* DOCUMENT EXTRACT:
I don't know how this would impact the signature though? The sha1 used for the signature should only work with the binary itself.

plbossart commented 2 years ago

git filters issue? https://stackoverflow.com/questions/5290444/why-does-git-hash-object-return-a-different-hash-than-openssl-sha1

plbossart commented 2 years ago

Bingo!

git hash-object --no-filters src/arch/xtensa/hal/set_region_translate.c
b1b53ed4ab216f6a0c8e7c628d93de627ac370b1
marc-hb commented 2 years ago

I don't know how this would impact the signature though? The sha1 used for the signature should only work with the binary itself.

Agreed, this should not affect the rest of the build. It's still a serious bug though because: 1. it breaks the logger dictionary checksum; 2. it makes troubleshooting other issues much more complicated.

plbossart commented 2 years ago

after breaking audio since 1997, I just started a new career with crypto. Bitcoin, here I come :-)

marc-hb commented 2 years ago

OK, these two files and only these two have Windows end of lines:

find * -exec dos2unix {} \; # DONT DO THIS AT HOME
git diff --stat
 src/arch/xtensa/hal/set_region_translate.c  | 1068 +++++++++++++--------------
 src/arch/xtensa/include/xtensa/c6x-compat.h | 3516 +++++++++++++++++++++++++++++++++++++++++++--------------------------------------------
 2 files changed, 2292 insertions(+), 2292 deletions(-)

core.autocrlf is evil, never use it. Use a decent, polyglot editor instead.

Some repos have .sh and .bat files in the same repo, how does core.autocrlf support that? It does not! Don't use it, it's evil.

plbossart commented 2 years ago

I must have had this in ~.gitconfig since forever. I have no idea why it was added. probably wiki copy paste.

[core]
    autocrlf = input
    filemode = false
    editor = emacs

I never asked for Windows end of files to be supported - and our scripts should not assume anything. Can we add --nofilters to avoid such user-level variations.

plbossart commented 2 years ago

Add the --no-filters, but that doesn't help with the boot issue.

plbossart commented 2 years ago

For the record, removing autocrlf in ~/.gitconfig also solves the issue

-- GIT_TAG / GIT_LOG_HASH : v2.0-rc1-997-gb4886bebbe49 / b4886bebb
-- Source content hash: 1c511e77. Note: by design, source hash is broken by config changes. See thesofproject/sof#3890.

* WHAT THE TASK REQUIRES: Write the next part of the issue thread on git line-ending filters and source hashes, starting after its final line.

* INFORMATION PROVIDED:
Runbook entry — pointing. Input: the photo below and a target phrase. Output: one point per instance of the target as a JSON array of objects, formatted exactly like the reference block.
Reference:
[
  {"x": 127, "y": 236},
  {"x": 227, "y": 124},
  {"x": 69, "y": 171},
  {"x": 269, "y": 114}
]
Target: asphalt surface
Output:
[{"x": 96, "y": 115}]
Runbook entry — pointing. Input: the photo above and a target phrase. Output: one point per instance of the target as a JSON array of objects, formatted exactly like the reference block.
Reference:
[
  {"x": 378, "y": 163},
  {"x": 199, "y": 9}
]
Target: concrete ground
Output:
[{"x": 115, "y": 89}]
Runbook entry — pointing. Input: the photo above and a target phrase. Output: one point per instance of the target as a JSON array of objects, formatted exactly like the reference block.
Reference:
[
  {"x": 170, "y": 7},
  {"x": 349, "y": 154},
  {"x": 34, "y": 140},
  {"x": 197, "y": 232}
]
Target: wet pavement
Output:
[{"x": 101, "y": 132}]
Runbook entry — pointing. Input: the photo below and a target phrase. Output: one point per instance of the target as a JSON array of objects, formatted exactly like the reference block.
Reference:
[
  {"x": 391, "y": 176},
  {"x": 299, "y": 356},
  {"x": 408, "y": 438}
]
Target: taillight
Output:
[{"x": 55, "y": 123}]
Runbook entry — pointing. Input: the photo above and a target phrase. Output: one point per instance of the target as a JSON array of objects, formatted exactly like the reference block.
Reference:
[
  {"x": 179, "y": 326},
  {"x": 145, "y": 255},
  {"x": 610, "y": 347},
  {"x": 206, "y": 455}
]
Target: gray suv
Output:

* RESULT OF THIS TASK:
same as reported above by @fredoh9

marc-hb commented 2 years ago

I know what the next step should be but I just lost access to the system I was using to test for some unknown reason :-( I will share the next step as soon as I get access again.

aiChaoSONG commented 2 years ago

Hashes are aligned with @marc-hb on my side, but I got the same boot failure just like @plbossart.

I tried to use meu to do the signing, PRIVATE_KEY_OPTION='-DMEU_PRIVATE_KEY=my_sof_path/keys/otc_private_key_3k.pem' ./scripts/xtensa-build-all.sh -m my_meu_path tgl, the firmware can boot on UpExtreme i11. So I think it is an issue of rimage, but there is no recent rimage update.

According to my test, I think the issue is caused by the crypto library, Ubuntu22.04 upgrade the openssl and libcrypto to version 3.x, while Ubuntu 20.04 and 18.04 use version 1.x.

[Lucky guess] CI and Other developers stay with Ubuntu20.04/18.04, so they don't see the issue, but Pierre and I upgrade to Ubuntu 22.04, so we see the same issue.

https://discourse.ubuntu.com/t/openssl-3-0-transition-plans/24453

// My Ubuntu22.04
➜  sof git:(main) ✗ ldd build_tgl_xcc/rimage_ep/build/rimage
        linux-vdso.so.1 (0x00007fff5eff5000)
        libcrypto.so.3 => /lib/x86_64-linux-gnu/libcrypto.so.3 (0x00007f4dad189000)
        libc.so.6 => /lib/x86_64-linux-gnu/libc.so.6 (0x00007f4dacf61000)
        /lib64/ld-linux-x86-64.so.2 (0x00007f4dad618000)
// CI build machine with Ubuntu20.04
$ ldd rimage 
    linux-vdso.so.1 (0x00007ffcf2be9000)
    libcrypto.so.1.1 => /lib/x86_64-linux-gnu/libcrypto.so.1.1 (0x00007fa790b09000)
    libc.so.6 => /lib/x86_64-linux-gnu/libc.so.6 (0x00007fa790917000)
    libdl.so.2 => /lib/x86_64-linux-gnu/libdl.so.2 (0x00007fa790911000)
    libpthread.so.0 => /lib/x86_64-linux-gnu/libpthread.so.0 (0x00007fa7908ee000)
    /lib64/ld-linux-x86-64.so.2 (0x00007fa790e10000)
marc-hb commented 2 years ago

Thanks @aiChaoSONG , very interesting openssl guess. We know rimage is a quite fragile (https://github.com/thesofproject/sof/issues/8680)

If it's only an rimage problem then everyone should see the same sha256sum reproducible.ri below. Both @fredoh9 and I get these with XCC, what about you? The file attached by @plbossart above seems to have small differences in both signature/manifest and in the code.

xtensa-build-all -d tgl

sha256sum reproducible.ri
25f6c86d52dff278c60faf378639277a2d7e22ebb822d042bbd3ae428b4656bc reproducible.ri

without -d

sha256sum reproducible.ri
df01b254e818a7fed8c5c39b1cf37a6e042c09795dcd3d38e39bfc6728623a26 reproducible.ri
aiChaoSONG commented 2 years ago

@marc-hb I got the same sha256sum as yours

marc-hb commented 2 years ago

Good news, thanks! Hopefully @plbossart will also have the same reproducible.ri now that he has removed core.autocrlf and aligned hashes embedded in the binary.

@aiChaoSONG can you please share the output of ./tools/sof_ri_info/sof_ri_info.py build_tgl_xcc/sof.ri for the non -d build? The signature part will be random (just try to build twice and you will see) but most of the rest should be deterministic.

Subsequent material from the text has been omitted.